■ O que fazer: Transcreva fielmente o trecho da entrevista com Ben Bella que começa nas palavras "Temos uma bandeira" e termina depois de "os menos abastados.".

■ Texto para análise:
"""

Ben Bella - Hoje as guerras são
de alta tecnologia, e as guerrilhas
não passam de atentados, não
têm mais objetivos nobres. Uma
guerra pela libertação de um país
é sagrada. Hoje as guerrilhas são
feitas em pequenas unidades de
ataque, e, na Argélia, o conflito
opõe pessoas do mesmo povo,
que possuem o mesmo passado.
Diante do fracasso das teorias
de desenvolvimento dos países
menos abastados, as pessoas acabam se confrontando para poder
usufruir das migalhas que os países ricos lhe concedem.
Folha - O sr. desempenhou um
papel crucial no Terceiro Mundo e
participou do Fórum Social Internacional, em Porto Alegre. Como o
sr. analisa as relações entre os países ricos e os Estados pobres hoje?
Ben Bella - Atualmente, somos
livres do jugo colonial, porém vivemos dentro de um sistema
mundial que foi concebido pelos
países ricos. Logo após os acordos
de Evian (que puseram fim à
guerra pela libertação da Argélia,
em 1962), já sabíamos que a cena
internacional era injusta.
Temos uma bandeira e um hino, contudo o resto vem dos Estados mais abastados. A ordem econômica foi desenhada por eles para favorecê-los. Eles querem apoderar-se das riquezas dos países
menos abastados por um preço
baixo. Muitos produtos que lhes
vendemos têm seu preço fixado
pelo "mercado internacional", no
qual trabalham pessoas criadas e
educadas em países desenvolvidos. Os produtos que eles nos
vendem também têm seu preço
fixado por eles. É uma situação difícil para os menos abastados.

"""

■ Entradas fornecidas:
"""

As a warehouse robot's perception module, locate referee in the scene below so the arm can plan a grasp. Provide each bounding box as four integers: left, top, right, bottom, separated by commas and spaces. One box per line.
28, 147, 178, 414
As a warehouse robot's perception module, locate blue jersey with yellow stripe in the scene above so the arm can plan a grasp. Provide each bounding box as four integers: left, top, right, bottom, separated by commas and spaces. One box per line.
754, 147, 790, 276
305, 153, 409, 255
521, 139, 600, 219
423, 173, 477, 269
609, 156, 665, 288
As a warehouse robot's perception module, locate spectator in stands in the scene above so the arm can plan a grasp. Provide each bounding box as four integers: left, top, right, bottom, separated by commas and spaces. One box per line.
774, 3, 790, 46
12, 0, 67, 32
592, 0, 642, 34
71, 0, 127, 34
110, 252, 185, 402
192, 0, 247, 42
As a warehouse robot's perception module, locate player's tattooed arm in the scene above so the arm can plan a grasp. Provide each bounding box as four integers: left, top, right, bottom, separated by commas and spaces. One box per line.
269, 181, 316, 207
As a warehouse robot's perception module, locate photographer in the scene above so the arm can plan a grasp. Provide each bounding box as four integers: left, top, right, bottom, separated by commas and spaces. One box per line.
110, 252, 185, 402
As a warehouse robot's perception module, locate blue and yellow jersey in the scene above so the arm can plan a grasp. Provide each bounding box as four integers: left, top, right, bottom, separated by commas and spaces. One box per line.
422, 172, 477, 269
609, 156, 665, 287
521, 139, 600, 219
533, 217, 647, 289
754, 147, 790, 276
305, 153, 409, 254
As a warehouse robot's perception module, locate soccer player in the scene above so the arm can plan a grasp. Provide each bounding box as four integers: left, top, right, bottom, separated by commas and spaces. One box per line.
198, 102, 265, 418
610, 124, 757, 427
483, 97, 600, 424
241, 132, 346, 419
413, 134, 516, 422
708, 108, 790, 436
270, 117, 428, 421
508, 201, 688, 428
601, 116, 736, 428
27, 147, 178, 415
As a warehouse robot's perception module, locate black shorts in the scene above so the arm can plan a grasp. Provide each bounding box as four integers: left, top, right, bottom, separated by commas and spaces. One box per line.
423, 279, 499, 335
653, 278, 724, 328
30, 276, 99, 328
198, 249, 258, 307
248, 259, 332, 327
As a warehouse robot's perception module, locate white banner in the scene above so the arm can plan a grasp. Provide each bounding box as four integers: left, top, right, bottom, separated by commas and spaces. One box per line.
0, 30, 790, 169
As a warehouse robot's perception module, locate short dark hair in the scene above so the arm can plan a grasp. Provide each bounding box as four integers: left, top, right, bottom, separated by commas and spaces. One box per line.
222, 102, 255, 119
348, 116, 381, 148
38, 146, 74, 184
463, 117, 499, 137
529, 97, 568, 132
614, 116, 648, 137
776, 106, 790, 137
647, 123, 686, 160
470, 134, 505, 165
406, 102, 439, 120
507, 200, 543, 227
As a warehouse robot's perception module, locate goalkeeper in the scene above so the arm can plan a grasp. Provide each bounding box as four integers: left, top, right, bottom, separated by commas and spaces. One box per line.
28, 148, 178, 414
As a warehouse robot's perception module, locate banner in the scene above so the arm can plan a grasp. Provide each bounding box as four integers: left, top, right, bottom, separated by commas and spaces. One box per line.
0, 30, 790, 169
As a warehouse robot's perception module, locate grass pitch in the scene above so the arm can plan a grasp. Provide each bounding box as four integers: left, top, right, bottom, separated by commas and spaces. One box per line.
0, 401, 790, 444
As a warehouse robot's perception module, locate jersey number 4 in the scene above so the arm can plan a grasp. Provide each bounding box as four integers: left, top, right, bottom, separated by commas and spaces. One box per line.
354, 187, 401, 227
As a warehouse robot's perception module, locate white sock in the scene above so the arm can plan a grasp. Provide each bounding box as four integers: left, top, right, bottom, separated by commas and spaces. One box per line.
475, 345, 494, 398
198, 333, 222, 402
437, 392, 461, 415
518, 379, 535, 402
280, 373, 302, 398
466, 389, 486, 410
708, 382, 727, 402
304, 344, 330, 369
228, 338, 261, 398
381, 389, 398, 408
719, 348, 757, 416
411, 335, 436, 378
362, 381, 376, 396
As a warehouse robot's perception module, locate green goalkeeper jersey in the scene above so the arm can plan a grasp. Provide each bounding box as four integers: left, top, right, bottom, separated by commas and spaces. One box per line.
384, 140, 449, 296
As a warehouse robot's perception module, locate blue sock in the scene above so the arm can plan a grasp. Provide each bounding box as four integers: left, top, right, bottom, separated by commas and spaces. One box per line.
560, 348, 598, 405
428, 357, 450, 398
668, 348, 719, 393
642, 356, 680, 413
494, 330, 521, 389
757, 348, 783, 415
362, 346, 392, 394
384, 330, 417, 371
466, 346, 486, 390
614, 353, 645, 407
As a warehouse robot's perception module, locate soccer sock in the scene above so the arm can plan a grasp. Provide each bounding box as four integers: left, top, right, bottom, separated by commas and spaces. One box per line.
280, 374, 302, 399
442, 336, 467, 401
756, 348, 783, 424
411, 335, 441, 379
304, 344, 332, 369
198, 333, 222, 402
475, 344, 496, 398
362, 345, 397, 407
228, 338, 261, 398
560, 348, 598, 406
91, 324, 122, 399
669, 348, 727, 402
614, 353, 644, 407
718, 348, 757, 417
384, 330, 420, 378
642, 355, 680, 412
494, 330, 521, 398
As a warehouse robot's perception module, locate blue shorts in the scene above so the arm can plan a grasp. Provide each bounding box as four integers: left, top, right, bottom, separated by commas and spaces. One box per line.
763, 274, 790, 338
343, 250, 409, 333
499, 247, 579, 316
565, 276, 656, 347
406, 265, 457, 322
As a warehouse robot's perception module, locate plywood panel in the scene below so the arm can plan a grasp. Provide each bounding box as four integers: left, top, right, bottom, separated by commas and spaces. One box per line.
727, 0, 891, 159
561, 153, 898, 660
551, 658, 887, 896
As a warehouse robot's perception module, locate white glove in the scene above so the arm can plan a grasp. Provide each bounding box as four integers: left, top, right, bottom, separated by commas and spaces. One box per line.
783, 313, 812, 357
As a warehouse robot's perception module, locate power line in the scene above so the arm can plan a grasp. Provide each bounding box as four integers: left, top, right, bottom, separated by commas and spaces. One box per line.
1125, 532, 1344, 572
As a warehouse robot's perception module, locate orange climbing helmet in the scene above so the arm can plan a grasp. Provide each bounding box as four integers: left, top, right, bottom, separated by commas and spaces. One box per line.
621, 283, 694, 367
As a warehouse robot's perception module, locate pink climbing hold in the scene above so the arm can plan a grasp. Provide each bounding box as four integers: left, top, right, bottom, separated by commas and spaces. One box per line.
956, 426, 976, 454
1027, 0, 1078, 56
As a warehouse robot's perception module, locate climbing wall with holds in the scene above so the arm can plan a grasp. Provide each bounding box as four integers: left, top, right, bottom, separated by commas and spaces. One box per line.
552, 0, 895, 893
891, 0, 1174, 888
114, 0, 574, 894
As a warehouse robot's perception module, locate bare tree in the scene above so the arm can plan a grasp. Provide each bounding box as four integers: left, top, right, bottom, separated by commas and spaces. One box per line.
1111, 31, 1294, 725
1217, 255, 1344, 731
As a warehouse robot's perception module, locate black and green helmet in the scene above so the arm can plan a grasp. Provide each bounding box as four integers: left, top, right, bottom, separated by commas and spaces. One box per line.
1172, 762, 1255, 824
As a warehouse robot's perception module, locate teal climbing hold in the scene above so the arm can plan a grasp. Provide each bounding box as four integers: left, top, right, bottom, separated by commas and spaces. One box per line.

"""

■ Solução do exercício:
Temos uma bandeira e um hino, contudo o resto vem dos Estados mais abastados. A ordem econômica foi desenhada por eles para favorecê-los. Eles querem apoderar-se das riquezas dos países
menos abastados por um preço
baixo. Muitos produtos que lhes
vendemos têm seu preço fixado
pelo "mercado internacional", no
qual trabalham pessoas criadas e
educadas em países desenvolvidos. Os produtos que eles nos
vendem também têm seu preço
fixado por eles. É uma situação difícil para os menos abastados.